## GIVEN INSTRUCTION
All of the data that follows should be retyped exactly, please, except the pictures.

Records from a collection
■ ■ ■
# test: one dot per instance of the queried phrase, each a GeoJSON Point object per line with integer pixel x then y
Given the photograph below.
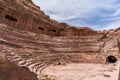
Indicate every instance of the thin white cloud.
{"type": "Point", "coordinates": [91, 13]}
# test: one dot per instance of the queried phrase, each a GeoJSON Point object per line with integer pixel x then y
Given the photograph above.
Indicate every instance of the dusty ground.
{"type": "Point", "coordinates": [83, 72]}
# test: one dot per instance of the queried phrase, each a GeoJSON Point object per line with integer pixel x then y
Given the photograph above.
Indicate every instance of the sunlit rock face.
{"type": "Point", "coordinates": [30, 39]}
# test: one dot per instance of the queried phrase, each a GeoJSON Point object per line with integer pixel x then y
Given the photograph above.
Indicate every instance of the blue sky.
{"type": "Point", "coordinates": [96, 14]}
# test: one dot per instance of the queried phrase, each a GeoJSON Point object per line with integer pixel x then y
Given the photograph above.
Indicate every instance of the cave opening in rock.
{"type": "Point", "coordinates": [111, 59]}
{"type": "Point", "coordinates": [11, 18]}
{"type": "Point", "coordinates": [40, 28]}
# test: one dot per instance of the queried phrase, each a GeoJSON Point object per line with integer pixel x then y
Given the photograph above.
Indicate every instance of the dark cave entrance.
{"type": "Point", "coordinates": [111, 59]}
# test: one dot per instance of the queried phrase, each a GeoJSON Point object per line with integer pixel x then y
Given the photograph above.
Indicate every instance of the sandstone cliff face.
{"type": "Point", "coordinates": [29, 38]}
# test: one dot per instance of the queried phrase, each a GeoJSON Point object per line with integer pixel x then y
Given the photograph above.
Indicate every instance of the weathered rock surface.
{"type": "Point", "coordinates": [30, 39]}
■ ■ ■
## OUTPUT OF THE TASK
# test: one dot per instance of the queried phrase, each a GeoJSON Point object per line with integer pixel x then y
Given the photograph below.
Indicate every instance of the thin white cloud.
{"type": "Point", "coordinates": [91, 13]}
# test: one dot per instance of the queried phrase, each a GeoJSON Point object per line with integer pixel x then y
Given the photograph above.
Indicate every instance of the dusty ground.
{"type": "Point", "coordinates": [83, 72]}
# test: one dot per instance of the queried phrase, each a GeoJSON Point object per line with integer pixel x then y
Given the photograph above.
Indicate every instance of the sunlit rock face.
{"type": "Point", "coordinates": [30, 39]}
# test: one dot per instance of the queried phrase, each a GeoJSON Point object per line with integer pixel x then y
Given the photograph above.
Indicate every instance of the blue sky.
{"type": "Point", "coordinates": [96, 14]}
# test: one dot per instance of the queried phrase, each a GeoJSON Point object per line with integer pixel x then y
Given the photograph above.
Indicate every instance of the cave opening in rock.
{"type": "Point", "coordinates": [111, 59]}
{"type": "Point", "coordinates": [11, 18]}
{"type": "Point", "coordinates": [40, 28]}
# test: one dot per instance of the queried phrase, each a GeoJSON Point object per line with integer pixel x then y
Given the photograph above.
Indicate every instance of the dark cave entrance.
{"type": "Point", "coordinates": [111, 59]}
# test: one dot per instance of the queried phrase, each a GeoJSON Point object per line with integer pixel x then y
Given the photograph above.
Indicate every instance of the sandstone cliff face.
{"type": "Point", "coordinates": [29, 38]}
# test: one dot per instance of the queried phrase, each a GeoJSON Point object per line with integer pixel x then y
Given the photograph above.
Indicate every instance of the weathered rock surface.
{"type": "Point", "coordinates": [30, 39]}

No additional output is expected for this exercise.